» **About this task**
Transcribe the entries in full, keeping each word as it is.

(Items listed in a dataset)
▼
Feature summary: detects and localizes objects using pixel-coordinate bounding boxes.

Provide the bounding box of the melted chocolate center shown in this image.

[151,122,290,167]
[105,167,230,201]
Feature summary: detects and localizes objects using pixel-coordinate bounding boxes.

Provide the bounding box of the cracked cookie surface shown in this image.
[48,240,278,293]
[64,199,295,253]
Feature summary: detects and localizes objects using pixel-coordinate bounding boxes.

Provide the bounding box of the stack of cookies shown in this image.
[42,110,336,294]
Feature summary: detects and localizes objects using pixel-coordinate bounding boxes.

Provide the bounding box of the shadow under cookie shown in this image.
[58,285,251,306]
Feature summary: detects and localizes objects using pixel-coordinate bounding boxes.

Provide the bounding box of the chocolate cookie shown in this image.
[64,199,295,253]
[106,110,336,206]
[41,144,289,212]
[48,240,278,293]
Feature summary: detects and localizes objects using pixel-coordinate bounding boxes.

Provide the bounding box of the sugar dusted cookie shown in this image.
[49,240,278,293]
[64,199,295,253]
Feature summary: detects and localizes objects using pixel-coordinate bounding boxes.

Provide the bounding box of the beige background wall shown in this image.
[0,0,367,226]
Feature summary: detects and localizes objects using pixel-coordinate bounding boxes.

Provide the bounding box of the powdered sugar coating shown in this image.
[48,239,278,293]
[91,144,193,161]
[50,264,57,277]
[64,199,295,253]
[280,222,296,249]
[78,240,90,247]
▲
» **Result for this task**
Feature summary: detects and localizes objects using pixel-coordinate bounding boxes.

Provide the bounding box of the melted chocolate center shown in this image.

[151,122,290,167]
[105,167,230,201]
Feature summary: detects and localizes objects using pixel-coordinate bounding boxes.

Provide the bounding box of the cracked cookie surface shown in this image.
[48,240,278,293]
[64,199,295,253]
Feature summary: detects and localizes objects using pixel-coordinate bounding boxes.

Provide the bounding box of the stack of cookies shown in this image.
[42,110,336,294]
Feature summary: detects and localizes objects using pixel-coordinate bounding boxes.

Provide the bounding box of the shadow under cookie shown in this image.
[58,285,251,306]
Feature summary: detects and localizes objects using pixel-coordinate bounding boxes.

Provide the bounding box of the chocolate cookie shown in this image.
[64,199,295,253]
[106,110,336,206]
[41,144,289,212]
[48,240,278,293]
Feature summary: detects and localizes objects using pixel-coordinate bounding boxes.

Provide the bounding box of the sugar dusted cookie shown in this image.
[49,240,278,293]
[64,199,295,253]
Feature summary: detects and localizes objects using pixel-coordinate bounding boxes.

Provide the bounding box of the beige background wall shown in this image.
[0,0,367,226]
Feature summary: detects and localizes objects using pixel-coordinate bounding boxes.

Provide the bounding box of the powdered sugar coating shown in this image.
[48,239,278,293]
[91,144,193,161]
[50,264,57,277]
[64,199,295,253]
[280,222,296,249]
[78,240,90,247]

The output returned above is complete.